Exercise goal: In the article on common contract clauses, what does a statute of limitations clause define?

Common Contract Clauses Explained for Business Use
Learn about common contract clauses like indemnity, confidentiality, and dispute resolution to strengthen your business agreements and manage legal risks. 6 min read updated on May 20, 2025
Key Takeaways
- Common contract clauses include provisions related to timing, performance, interpretation, rights, and remedies.
- Additional clauses such as boilerplate, payment terms, warranty disclaimers, and survival clauses are critical in clarifying expectations and limiting liability.
- Risk management clauses such as insurance requirements and limitation of liability help allocate financial responsibility.
- Escalation clauses, change of control clauses, and dispute resolution clauses shape how conflicts are handled and what happens if business ownership shifts.
- Understanding and clearly drafting these clauses reduces ambiguity and strengthens enforceability.
Types of Contract Clauses
There are many different types of contract clauses.
Timing
A statute of limitations clause defines the time frame, applied by law or agreed to by the parties, within which a claim must be filed to be valid.
A time limitation clause, like a statute of limitations clause, sets the time frame within which a claim must be made if a specific action or event occurs.

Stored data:
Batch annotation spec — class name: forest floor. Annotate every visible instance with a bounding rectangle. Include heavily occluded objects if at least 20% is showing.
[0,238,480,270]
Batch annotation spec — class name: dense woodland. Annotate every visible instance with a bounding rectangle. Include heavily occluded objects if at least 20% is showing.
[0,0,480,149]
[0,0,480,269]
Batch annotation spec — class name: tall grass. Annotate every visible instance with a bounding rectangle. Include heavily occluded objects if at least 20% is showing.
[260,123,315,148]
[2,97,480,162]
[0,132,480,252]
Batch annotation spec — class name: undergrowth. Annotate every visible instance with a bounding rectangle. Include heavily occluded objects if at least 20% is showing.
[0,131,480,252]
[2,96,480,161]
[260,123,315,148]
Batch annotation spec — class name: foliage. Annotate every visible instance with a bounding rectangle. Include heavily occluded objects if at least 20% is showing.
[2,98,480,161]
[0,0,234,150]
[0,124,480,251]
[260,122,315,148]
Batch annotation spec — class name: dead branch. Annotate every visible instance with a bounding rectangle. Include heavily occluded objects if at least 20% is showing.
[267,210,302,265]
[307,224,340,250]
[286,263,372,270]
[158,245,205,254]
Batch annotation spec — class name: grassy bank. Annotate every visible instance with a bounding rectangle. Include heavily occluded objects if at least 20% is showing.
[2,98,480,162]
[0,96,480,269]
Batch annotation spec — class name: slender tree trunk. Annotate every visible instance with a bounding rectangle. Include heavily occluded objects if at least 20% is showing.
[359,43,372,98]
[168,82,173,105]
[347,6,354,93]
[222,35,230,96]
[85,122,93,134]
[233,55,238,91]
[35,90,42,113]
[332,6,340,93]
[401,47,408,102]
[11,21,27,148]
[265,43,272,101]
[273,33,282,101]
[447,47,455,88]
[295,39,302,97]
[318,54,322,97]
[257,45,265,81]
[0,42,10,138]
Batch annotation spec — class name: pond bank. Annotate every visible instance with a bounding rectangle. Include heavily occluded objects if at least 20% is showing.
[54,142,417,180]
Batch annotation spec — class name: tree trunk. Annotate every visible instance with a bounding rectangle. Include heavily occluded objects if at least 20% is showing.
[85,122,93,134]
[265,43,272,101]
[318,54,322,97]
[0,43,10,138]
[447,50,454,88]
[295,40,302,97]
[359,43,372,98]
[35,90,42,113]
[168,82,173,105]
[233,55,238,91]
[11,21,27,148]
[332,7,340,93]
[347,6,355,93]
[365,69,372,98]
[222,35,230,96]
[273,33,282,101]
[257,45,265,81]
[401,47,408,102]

Exercise output: It defines the time frame, applied by law or agreed to by the parties, within which a claim must be filed to be valid.